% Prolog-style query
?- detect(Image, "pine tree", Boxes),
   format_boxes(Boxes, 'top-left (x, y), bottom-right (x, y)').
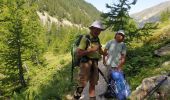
top-left (0, 0), bottom-right (43, 87)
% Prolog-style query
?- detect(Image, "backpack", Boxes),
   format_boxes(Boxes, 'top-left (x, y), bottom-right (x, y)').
top-left (71, 35), bottom-right (90, 81)
top-left (105, 71), bottom-right (131, 100)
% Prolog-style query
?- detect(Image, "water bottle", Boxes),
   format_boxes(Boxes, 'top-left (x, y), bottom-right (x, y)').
top-left (111, 71), bottom-right (127, 100)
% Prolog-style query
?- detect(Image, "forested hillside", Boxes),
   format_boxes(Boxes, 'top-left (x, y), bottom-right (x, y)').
top-left (37, 0), bottom-right (100, 26)
top-left (0, 0), bottom-right (170, 100)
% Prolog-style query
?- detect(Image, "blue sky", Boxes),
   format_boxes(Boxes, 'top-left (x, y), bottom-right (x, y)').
top-left (85, 0), bottom-right (170, 14)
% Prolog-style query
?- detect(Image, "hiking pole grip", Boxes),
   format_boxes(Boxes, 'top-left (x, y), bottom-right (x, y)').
top-left (143, 77), bottom-right (168, 100)
top-left (98, 68), bottom-right (109, 84)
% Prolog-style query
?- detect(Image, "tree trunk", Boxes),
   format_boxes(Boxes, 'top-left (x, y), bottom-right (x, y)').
top-left (18, 45), bottom-right (26, 87)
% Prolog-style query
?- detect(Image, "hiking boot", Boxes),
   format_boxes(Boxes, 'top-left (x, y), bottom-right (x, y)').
top-left (74, 92), bottom-right (81, 100)
top-left (89, 97), bottom-right (96, 100)
top-left (74, 87), bottom-right (83, 100)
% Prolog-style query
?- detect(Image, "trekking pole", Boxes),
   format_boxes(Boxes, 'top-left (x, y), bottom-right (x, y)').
top-left (143, 73), bottom-right (170, 100)
top-left (71, 59), bottom-right (74, 82)
top-left (98, 68), bottom-right (109, 84)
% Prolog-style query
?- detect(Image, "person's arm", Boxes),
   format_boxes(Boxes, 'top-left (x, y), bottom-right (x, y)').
top-left (117, 54), bottom-right (126, 70)
top-left (103, 49), bottom-right (107, 66)
top-left (77, 47), bottom-right (99, 57)
top-left (118, 44), bottom-right (126, 70)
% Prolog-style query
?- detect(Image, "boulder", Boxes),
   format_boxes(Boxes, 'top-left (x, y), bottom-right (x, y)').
top-left (154, 44), bottom-right (170, 56)
top-left (130, 75), bottom-right (170, 100)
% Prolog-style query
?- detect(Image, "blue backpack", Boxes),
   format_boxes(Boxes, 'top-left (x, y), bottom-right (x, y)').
top-left (105, 71), bottom-right (131, 100)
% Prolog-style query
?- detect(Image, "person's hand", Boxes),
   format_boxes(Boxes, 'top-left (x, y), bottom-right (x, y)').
top-left (103, 60), bottom-right (106, 66)
top-left (87, 45), bottom-right (99, 53)
top-left (116, 66), bottom-right (122, 71)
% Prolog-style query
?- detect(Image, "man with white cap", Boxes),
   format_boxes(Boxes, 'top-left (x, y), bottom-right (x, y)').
top-left (103, 30), bottom-right (126, 71)
top-left (74, 21), bottom-right (104, 100)
top-left (103, 30), bottom-right (126, 100)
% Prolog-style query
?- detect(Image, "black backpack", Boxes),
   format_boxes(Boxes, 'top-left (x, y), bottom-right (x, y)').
top-left (71, 35), bottom-right (91, 81)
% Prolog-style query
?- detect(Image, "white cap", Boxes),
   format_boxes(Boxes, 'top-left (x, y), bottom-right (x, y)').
top-left (116, 30), bottom-right (125, 36)
top-left (89, 20), bottom-right (104, 30)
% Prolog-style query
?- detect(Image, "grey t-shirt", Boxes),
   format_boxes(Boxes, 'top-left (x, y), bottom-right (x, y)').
top-left (105, 40), bottom-right (126, 67)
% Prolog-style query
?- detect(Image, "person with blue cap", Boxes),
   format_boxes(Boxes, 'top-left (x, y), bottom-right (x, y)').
top-left (103, 30), bottom-right (129, 100)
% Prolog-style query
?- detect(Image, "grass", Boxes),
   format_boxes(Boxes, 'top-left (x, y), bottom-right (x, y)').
top-left (13, 52), bottom-right (72, 100)
top-left (125, 21), bottom-right (170, 90)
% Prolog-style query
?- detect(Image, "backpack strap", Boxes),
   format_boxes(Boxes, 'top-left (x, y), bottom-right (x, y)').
top-left (85, 35), bottom-right (91, 50)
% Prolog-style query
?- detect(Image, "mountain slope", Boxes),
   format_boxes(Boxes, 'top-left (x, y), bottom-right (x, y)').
top-left (37, 0), bottom-right (100, 26)
top-left (131, 1), bottom-right (170, 25)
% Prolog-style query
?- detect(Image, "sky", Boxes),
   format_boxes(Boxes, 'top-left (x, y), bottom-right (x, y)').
top-left (85, 0), bottom-right (170, 14)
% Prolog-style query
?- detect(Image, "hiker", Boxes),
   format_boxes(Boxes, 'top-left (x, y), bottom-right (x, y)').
top-left (103, 30), bottom-right (126, 100)
top-left (74, 21), bottom-right (104, 100)
top-left (103, 30), bottom-right (126, 71)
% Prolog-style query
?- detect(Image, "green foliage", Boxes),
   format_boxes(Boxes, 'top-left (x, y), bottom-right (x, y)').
top-left (124, 27), bottom-right (170, 90)
top-left (37, 0), bottom-right (100, 26)
top-left (160, 9), bottom-right (170, 22)
top-left (101, 0), bottom-right (157, 44)
top-left (0, 0), bottom-right (45, 95)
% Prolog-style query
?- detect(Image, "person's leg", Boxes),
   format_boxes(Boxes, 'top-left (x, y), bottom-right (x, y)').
top-left (74, 62), bottom-right (91, 99)
top-left (89, 61), bottom-right (99, 100)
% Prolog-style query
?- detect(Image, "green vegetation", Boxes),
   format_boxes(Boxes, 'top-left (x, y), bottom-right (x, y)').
top-left (37, 0), bottom-right (100, 26)
top-left (101, 0), bottom-right (157, 44)
top-left (0, 0), bottom-right (170, 100)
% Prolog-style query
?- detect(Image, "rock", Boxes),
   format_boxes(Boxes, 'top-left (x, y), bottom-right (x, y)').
top-left (162, 61), bottom-right (170, 67)
top-left (154, 44), bottom-right (170, 56)
top-left (130, 75), bottom-right (170, 100)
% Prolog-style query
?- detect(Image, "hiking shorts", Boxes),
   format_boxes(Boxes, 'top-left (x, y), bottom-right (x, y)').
top-left (79, 60), bottom-right (99, 87)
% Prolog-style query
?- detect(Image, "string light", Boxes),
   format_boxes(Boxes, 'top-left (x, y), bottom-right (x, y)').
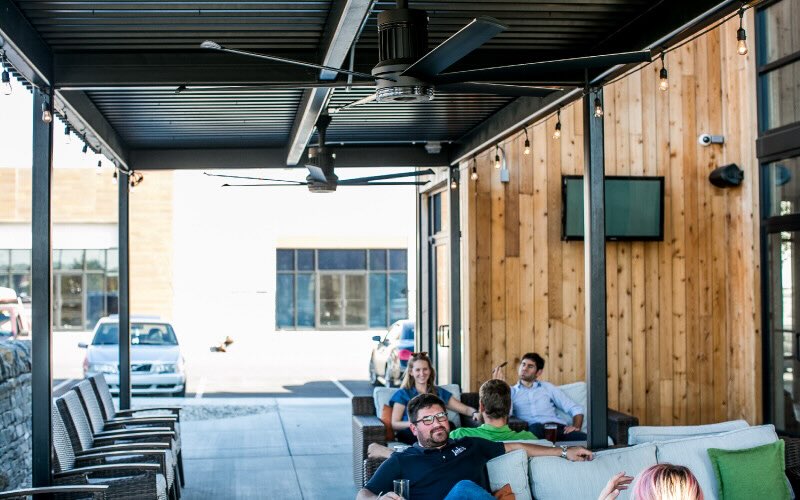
top-left (658, 52), bottom-right (669, 90)
top-left (594, 97), bottom-right (603, 118)
top-left (736, 6), bottom-right (747, 56)
top-left (522, 128), bottom-right (531, 155)
top-left (0, 50), bottom-right (11, 95)
top-left (553, 108), bottom-right (561, 140)
top-left (42, 102), bottom-right (53, 123)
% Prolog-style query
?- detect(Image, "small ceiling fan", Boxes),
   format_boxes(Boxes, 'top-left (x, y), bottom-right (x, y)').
top-left (205, 114), bottom-right (433, 193)
top-left (192, 0), bottom-right (651, 112)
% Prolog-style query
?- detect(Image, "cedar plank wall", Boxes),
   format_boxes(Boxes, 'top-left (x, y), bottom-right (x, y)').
top-left (461, 17), bottom-right (762, 425)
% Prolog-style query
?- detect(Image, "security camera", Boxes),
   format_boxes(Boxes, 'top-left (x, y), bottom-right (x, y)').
top-left (697, 134), bottom-right (725, 146)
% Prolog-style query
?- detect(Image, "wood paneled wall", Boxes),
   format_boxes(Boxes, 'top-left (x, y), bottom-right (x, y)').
top-left (461, 13), bottom-right (762, 425)
top-left (0, 168), bottom-right (173, 319)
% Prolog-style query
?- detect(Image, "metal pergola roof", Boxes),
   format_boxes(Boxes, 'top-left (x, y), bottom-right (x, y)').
top-left (0, 0), bottom-right (738, 169)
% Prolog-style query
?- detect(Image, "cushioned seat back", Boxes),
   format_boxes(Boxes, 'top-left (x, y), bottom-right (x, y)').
top-left (628, 420), bottom-right (750, 444)
top-left (372, 384), bottom-right (461, 427)
top-left (656, 425), bottom-right (778, 500)
top-left (556, 382), bottom-right (588, 432)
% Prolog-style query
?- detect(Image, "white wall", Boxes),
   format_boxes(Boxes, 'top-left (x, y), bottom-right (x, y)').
top-left (173, 169), bottom-right (416, 340)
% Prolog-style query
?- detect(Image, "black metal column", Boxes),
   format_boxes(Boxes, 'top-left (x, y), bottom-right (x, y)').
top-left (118, 170), bottom-right (131, 410)
top-left (583, 87), bottom-right (608, 449)
top-left (449, 166), bottom-right (463, 387)
top-left (31, 90), bottom-right (53, 487)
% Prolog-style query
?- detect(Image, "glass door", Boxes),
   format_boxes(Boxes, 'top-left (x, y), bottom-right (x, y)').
top-left (53, 273), bottom-right (84, 330)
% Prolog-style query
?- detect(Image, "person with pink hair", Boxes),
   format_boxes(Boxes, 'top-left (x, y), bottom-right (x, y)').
top-left (598, 464), bottom-right (703, 500)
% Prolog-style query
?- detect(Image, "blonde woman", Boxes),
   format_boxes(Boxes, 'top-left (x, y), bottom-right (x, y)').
top-left (389, 352), bottom-right (480, 444)
top-left (598, 464), bottom-right (703, 500)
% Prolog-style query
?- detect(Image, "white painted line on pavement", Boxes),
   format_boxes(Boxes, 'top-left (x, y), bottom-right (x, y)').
top-left (53, 378), bottom-right (77, 394)
top-left (331, 378), bottom-right (353, 398)
top-left (194, 377), bottom-right (206, 399)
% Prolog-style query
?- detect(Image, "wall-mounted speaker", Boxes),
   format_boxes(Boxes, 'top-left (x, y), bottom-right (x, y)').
top-left (708, 163), bottom-right (744, 188)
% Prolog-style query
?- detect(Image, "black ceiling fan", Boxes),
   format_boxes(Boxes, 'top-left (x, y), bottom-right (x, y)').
top-left (194, 0), bottom-right (651, 112)
top-left (205, 114), bottom-right (433, 193)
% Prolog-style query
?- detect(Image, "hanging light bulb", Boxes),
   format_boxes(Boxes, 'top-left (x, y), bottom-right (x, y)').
top-left (658, 52), bottom-right (669, 90)
top-left (522, 128), bottom-right (531, 155)
top-left (736, 7), bottom-right (747, 56)
top-left (42, 102), bottom-right (53, 123)
top-left (594, 97), bottom-right (603, 118)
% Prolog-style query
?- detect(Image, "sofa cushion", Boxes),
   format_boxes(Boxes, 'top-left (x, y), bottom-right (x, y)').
top-left (529, 443), bottom-right (656, 500)
top-left (486, 450), bottom-right (531, 500)
top-left (652, 425), bottom-right (778, 500)
top-left (708, 439), bottom-right (789, 500)
top-left (628, 420), bottom-right (750, 444)
top-left (372, 384), bottom-right (460, 428)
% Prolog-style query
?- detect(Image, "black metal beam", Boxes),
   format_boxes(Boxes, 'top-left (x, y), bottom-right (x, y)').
top-left (583, 89), bottom-right (608, 449)
top-left (117, 172), bottom-right (131, 410)
top-left (56, 90), bottom-right (128, 169)
top-left (0, 0), bottom-right (53, 87)
top-left (31, 86), bottom-right (53, 487)
top-left (130, 145), bottom-right (449, 170)
top-left (448, 166), bottom-right (464, 387)
top-left (286, 0), bottom-right (374, 165)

Description of the task: Report every line of the data above that contains the string "wall", copying each one in full. Case counts.

Answer to the problem:
?- detect(Image, "cedar plank wall", Boxes),
?- detect(Image, "wood paneled wall", Boxes),
?- detect(Image, "white wall", Boxes),
?- detect(Image, "wall-mounted speaker", Boxes),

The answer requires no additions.